Tasks for this exercise:
a – Can you copy the part of the firefighter homecoming article from "Crete volunteer firefighter returns" to "own back home." word for word?
b – Would you continue the article about the Crete firefighter's homecoming from the point where it stops?

[[ Selected passage open ]]

Crete volunteer firefighter returns home after three-month hospital stay

A Crete volunteer firefighter returned home on Friday after three-month hospital stay due to injuries sustained during the Hallam wild fires.
Published: Jan. 27, 2023 at 6:31 PM CST

LINCOLN, Neb. (KOLN) -Back in October, 10/11 NOW brought you the story of a volunteer firefighter who was severely burned after fighting the wild fires in Hallam. On Friday, the city of Crete welcomed him home from the hospital.

Brad Elder made his way home after nearly 90 days of being hospitalized. Crete Volunteer Fire and Rescue and Doane University came together on Friday to welcome one of their own back home.

“It was humbling today, to see everybody out there waving,” Elder said.

Elder was led back into town by a convoy of fire trucks, ambulances and police cruisers.

“We have a tradition here when one of our high school teams or university teams were doing a national championship or a state championship,” said Tod Allen, Crete volunteer fire chief. “We escort them back into town. This was a big enough deal, Brad coming home from his injury that we did the same escort.”

The lights and sirens led him through Doane University, where Elder is a biology professor, to his home that Elder hasn’t seen in three months.

“It’s a little over a quarter of a year, which is a strange thing to wrap your head around that for a quarter of a year I’ve been in bed,” Elder said.

Brad spent the first part of his recovery at CHI Elizabeth’s burn unit and spent the last two months at Madonna Rehabilitation Hospital.

[[ Selected passage closed ]]
[[ Records shown open ]]

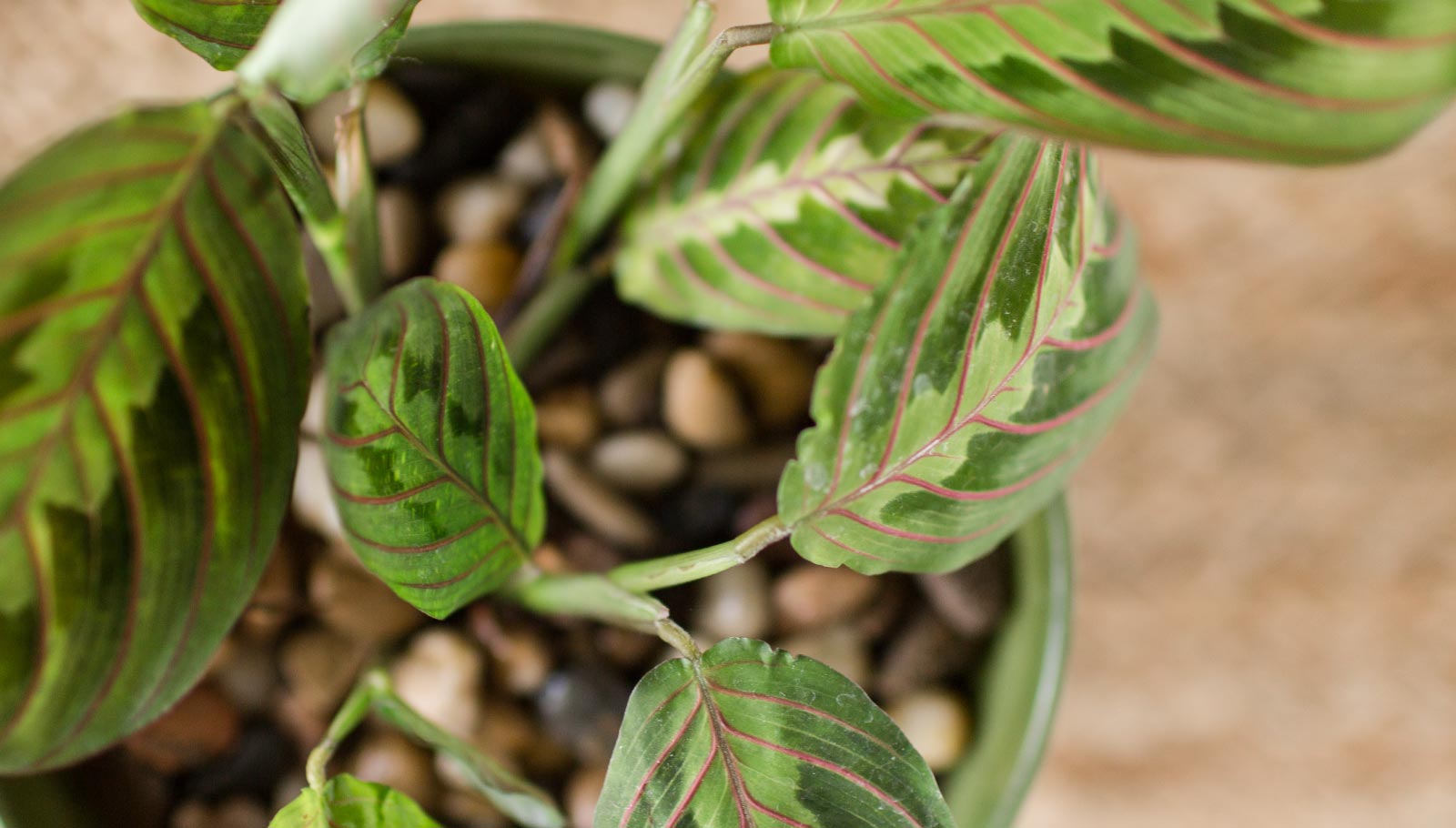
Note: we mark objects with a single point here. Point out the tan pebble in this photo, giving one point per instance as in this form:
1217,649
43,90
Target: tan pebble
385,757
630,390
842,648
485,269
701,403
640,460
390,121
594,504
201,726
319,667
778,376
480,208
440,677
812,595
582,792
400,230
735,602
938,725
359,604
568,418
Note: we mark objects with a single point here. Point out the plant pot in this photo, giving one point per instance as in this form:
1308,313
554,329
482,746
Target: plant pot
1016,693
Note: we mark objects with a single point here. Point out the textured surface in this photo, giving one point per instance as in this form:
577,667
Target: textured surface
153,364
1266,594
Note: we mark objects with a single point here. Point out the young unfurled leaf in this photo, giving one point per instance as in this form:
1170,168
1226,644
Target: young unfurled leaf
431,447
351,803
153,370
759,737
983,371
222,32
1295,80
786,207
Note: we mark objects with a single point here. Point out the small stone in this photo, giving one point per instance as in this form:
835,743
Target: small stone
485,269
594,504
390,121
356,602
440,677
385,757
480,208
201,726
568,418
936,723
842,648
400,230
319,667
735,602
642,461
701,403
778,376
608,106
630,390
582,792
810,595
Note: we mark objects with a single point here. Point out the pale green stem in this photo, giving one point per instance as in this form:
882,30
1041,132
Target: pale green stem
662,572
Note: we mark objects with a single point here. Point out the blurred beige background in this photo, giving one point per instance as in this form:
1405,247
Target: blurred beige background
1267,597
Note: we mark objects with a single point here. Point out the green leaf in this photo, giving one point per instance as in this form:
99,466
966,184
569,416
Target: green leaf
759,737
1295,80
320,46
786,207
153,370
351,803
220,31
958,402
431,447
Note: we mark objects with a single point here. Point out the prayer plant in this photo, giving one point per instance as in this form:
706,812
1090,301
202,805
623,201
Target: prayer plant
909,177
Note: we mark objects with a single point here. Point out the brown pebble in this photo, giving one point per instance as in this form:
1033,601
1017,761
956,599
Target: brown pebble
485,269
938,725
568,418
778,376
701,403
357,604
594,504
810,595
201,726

[[ Records shown closed ]]

Task results:
a –
Crete volunteer firefighter returns home after three-month hospital stay

A Crete volunteer firefighter returned home on Friday after three-month hospital stay due to injuries sustained during the Hallam wild fires.
Published: Jan. 27, 2023 at 6:31 PM CST

LINCOLN, Neb. (KOLN) -Back in October, 10/11 NOW brought you the story of a volunteer firefighter who was severely burned after fighting the wild fires in Hallam. On Friday, the city of Crete welcomed him home from the hospital.

Brad Elder made his way home after nearly 90 days of being hospitalized. Crete Volunteer Fire and Rescue and Doane University came together on Friday to welcome one of their own back home.

b –
“I had a third-degree burns from my ankles, just above my ankles, all the way up to my beltline,” Elder said. “I had third-degree burns to my hand, but just in a couple of spots, so it’s pretty hard to see some of them, because the graphs took so well.”

Elder said he has about a year to 18-months left of recovery, but is already making strides to get back to a sense of normal.

“I’m already teaching,” Elder said. “So we’ve been online for two weeks, and then I’ll be in the classroom on Tuesday.”

As far as getting back to fighting fires, Brad said that depends on his recovery.

“If I’m not 100% physically, that crew that goes in that building is counting on me like we’re counting on everybody,” Elder said.

For now, Elder is just happy to be home.

“I should be dead,” Elder said. “And 90 days later, I walked home, I walked through my house.”

Elder said that there will be a benefit held for him at Doane University on Feb. 4 helping to raise money to cover his medical bills.